**Job**
Count the lines in the data below that contain the word "cabinet", and reply with the number alone.
───── Source records ─────
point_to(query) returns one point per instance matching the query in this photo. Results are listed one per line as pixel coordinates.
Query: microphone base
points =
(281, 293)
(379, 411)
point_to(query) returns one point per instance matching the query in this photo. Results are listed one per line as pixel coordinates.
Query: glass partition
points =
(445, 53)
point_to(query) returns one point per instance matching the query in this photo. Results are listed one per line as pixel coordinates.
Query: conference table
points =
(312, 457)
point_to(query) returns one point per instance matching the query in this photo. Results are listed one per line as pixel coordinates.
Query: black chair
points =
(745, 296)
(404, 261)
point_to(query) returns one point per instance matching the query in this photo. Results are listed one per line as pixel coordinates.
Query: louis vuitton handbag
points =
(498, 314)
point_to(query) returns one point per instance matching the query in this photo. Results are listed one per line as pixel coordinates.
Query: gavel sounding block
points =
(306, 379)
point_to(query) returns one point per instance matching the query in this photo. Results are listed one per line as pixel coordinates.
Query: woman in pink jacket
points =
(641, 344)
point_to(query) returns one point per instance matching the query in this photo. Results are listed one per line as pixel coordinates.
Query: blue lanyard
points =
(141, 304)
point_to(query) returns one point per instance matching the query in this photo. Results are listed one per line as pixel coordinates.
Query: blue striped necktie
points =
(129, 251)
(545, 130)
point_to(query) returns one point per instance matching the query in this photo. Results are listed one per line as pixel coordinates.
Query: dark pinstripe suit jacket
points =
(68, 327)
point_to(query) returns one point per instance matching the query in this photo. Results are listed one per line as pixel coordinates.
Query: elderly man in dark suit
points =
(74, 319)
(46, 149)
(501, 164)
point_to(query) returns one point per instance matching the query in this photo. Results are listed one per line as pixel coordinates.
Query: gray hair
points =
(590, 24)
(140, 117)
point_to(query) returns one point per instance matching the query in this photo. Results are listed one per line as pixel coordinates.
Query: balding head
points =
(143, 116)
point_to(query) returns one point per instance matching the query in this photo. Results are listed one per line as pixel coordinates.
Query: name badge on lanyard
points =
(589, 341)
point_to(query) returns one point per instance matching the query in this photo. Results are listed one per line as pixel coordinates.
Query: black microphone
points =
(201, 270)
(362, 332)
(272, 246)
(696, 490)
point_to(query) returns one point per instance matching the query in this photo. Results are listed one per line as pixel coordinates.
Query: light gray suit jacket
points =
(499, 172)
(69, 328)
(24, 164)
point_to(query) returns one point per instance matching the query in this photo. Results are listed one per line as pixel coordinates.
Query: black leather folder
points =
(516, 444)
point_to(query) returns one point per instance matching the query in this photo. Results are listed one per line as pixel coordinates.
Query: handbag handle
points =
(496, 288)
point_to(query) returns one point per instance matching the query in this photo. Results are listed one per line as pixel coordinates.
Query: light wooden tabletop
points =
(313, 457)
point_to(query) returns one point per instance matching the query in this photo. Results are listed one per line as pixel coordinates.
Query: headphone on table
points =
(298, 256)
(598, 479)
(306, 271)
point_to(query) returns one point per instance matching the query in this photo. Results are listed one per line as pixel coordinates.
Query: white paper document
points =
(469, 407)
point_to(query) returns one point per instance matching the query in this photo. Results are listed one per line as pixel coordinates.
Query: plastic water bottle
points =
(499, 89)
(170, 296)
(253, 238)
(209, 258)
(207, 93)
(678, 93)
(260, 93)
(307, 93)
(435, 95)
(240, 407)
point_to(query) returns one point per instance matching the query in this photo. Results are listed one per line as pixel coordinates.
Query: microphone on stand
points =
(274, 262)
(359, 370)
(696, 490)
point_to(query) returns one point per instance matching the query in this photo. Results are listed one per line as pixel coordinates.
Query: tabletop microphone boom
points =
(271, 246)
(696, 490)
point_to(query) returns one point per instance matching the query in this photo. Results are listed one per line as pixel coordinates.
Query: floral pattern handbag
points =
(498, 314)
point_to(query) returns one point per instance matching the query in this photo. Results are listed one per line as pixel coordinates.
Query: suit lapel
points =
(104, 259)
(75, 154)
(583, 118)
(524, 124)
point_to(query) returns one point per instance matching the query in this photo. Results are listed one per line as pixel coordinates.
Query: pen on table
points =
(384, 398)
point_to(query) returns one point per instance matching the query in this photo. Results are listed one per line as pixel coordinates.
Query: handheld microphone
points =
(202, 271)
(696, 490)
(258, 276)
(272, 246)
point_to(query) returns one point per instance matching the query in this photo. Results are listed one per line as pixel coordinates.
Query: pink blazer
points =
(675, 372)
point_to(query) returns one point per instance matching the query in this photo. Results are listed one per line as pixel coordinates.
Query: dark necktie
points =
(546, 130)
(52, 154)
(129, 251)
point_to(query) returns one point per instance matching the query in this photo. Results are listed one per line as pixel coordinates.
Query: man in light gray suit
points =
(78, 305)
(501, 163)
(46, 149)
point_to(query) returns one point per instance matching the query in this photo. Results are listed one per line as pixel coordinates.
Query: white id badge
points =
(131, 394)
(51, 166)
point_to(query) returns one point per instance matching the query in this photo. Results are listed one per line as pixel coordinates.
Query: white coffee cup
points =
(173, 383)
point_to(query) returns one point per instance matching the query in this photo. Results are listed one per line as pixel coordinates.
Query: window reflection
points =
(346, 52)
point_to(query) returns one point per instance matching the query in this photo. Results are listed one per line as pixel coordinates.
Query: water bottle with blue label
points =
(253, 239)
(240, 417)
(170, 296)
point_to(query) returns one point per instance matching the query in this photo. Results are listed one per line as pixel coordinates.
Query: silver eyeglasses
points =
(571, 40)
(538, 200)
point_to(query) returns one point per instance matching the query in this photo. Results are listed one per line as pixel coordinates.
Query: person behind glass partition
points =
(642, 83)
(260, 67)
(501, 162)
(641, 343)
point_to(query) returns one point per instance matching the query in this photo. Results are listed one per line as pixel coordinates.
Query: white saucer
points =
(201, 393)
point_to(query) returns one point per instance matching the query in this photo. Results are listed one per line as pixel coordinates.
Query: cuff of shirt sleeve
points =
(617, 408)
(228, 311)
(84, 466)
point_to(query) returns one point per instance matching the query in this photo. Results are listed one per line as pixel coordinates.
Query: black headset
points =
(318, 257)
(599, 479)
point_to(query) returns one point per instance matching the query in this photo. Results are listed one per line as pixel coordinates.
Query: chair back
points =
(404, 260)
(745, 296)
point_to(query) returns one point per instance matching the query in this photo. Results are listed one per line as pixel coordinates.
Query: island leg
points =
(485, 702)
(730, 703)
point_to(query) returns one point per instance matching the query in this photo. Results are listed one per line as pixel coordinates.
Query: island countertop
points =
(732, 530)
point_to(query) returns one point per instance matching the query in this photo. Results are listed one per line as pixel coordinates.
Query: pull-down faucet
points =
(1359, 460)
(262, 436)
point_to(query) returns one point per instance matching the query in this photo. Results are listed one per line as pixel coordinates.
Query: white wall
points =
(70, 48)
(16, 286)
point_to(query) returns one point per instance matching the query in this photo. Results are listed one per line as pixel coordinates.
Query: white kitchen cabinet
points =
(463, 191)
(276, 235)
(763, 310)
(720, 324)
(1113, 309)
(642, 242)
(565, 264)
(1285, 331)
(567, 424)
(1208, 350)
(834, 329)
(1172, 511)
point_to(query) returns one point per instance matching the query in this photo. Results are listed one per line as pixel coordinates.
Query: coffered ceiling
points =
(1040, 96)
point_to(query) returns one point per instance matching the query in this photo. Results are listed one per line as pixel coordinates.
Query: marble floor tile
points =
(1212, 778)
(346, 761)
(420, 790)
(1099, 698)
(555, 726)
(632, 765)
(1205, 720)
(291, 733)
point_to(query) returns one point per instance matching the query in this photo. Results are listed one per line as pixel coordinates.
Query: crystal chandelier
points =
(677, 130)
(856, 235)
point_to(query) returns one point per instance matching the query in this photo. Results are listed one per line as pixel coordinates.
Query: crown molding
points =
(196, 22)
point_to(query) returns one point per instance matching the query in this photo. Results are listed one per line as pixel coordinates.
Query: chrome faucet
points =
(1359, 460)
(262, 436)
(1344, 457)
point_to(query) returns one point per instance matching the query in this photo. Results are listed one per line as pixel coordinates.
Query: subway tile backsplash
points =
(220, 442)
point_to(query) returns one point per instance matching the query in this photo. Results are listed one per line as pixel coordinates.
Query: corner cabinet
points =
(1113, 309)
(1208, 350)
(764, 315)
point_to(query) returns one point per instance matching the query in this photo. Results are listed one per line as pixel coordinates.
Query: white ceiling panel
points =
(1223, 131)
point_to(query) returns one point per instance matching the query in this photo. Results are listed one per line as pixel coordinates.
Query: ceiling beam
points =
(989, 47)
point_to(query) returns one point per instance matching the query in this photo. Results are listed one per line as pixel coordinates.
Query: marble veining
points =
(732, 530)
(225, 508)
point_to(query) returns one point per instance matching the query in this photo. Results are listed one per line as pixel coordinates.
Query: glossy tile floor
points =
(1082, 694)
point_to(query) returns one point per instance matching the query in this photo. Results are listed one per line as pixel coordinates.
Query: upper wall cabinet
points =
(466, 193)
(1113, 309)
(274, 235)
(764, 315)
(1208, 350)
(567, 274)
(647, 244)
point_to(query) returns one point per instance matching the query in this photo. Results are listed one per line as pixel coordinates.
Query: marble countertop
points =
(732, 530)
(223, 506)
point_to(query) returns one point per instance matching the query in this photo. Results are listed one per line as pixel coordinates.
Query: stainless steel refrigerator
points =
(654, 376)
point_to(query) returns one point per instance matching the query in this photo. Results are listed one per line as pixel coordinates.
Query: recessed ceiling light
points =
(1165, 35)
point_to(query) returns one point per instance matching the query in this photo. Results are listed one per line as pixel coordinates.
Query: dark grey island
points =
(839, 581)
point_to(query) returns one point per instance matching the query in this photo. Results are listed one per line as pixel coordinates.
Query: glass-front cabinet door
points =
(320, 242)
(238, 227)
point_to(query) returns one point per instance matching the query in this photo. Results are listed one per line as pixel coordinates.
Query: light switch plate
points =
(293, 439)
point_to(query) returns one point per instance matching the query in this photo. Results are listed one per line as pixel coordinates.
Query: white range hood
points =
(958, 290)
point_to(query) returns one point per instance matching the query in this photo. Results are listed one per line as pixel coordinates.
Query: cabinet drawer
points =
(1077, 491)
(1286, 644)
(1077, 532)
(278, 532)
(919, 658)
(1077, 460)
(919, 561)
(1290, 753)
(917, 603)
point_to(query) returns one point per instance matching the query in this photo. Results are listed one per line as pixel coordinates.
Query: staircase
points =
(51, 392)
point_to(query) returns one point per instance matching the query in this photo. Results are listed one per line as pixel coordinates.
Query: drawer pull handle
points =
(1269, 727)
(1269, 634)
─────
**Task result**
5